As a libertarian, I don’t care if couples have zero children or 10 children.
But as an economist, I’m horrified that big changes in demographics are going to lead to fiscal crises thanks to poorly designed entitlement programs.
Simply stated, modest-sized welfare states are sustainable if more and more new taxpayers enter the system to finance benefits for a burgeoning population of old people.
But that’s not happening any more. In most nations, traditional population pyramids are becoming population cylinders because of falling birthrates and increasing longevity.
That’s the bad news.
The good news is that there is growing awareness the demographic changes are happening. Indeed, Damien Cave, Emma Bubola and Choe Sang-Hun have a big article on population decline in the New York Times.

## DIRECTIVE
Carry on the passage about falling birthrates and entitlement programs, starting after its final sentence.

## RECORD EXCERPTS
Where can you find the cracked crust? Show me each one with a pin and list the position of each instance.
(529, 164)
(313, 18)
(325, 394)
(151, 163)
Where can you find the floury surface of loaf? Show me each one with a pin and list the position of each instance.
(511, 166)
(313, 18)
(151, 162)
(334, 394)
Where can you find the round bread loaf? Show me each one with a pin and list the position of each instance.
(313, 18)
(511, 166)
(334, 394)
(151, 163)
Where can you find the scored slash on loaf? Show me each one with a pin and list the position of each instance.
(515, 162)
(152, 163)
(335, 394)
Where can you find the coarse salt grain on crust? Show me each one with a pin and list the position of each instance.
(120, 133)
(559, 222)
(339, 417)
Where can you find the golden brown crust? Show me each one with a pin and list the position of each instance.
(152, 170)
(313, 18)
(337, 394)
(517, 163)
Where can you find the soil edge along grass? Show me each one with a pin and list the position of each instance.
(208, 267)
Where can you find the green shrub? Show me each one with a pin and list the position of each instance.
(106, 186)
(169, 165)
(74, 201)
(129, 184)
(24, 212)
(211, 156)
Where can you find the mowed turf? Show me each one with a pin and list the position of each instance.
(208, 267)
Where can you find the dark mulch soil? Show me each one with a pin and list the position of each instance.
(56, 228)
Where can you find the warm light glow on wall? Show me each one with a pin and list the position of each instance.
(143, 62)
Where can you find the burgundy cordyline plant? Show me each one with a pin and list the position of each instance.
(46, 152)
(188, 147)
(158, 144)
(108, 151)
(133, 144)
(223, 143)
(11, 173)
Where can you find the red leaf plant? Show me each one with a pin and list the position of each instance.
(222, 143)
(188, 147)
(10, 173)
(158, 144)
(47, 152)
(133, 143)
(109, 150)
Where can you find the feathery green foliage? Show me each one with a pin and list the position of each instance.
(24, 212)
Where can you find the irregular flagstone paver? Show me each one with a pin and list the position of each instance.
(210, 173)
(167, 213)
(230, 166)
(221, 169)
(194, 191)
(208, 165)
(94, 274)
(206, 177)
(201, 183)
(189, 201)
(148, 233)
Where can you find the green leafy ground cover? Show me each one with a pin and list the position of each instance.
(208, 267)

## OUTPUT FOR THIS TASK
All over the world, countries are confronting population stagnation and a fertility bust, a dizzying reversal unmatched in recorded history that will make first-birthday parties a rarer sight than funerals, and empty homes a common eyesore. Maternity wards are already shutting down in Italy. Ghost cities are appearing in northeastern China. Universities in South Korea can’t find enough students, and in Germany, hundreds of thousands of properties have been razed, with the land turned into parks. …Demographers now predict that by the latter half of the century or possibly earlier, the global population will enter a sustained decline for the first time. …The strain of longer lives and low fertility, leading to fewer workers and more retirees, threatens to upend how societies are organized — around the notion that a surplus of young people will drive economies and help pay for the old. …The change may take decades, but once it starts, decline (just like growth) spirals exponentially. With fewer births, fewer girls grow up to have children, and if they have smaller families than their parents did — which is happening in dozens of countries — the drop starts to look like a rock thrown off a cliff. …according to projections by an international team of scientists published last year in The Lancet, 183 countries and territories — out of 195 — will have fertility rates below replacement level by 2100.
Plenty of interesting data, though remarkably little focus on the fiscal implications. Sort of like writing about 1943 France with almost no reference to World War II.
In any event, the article takes a closer look at the challenges in certain nations., including South Korea.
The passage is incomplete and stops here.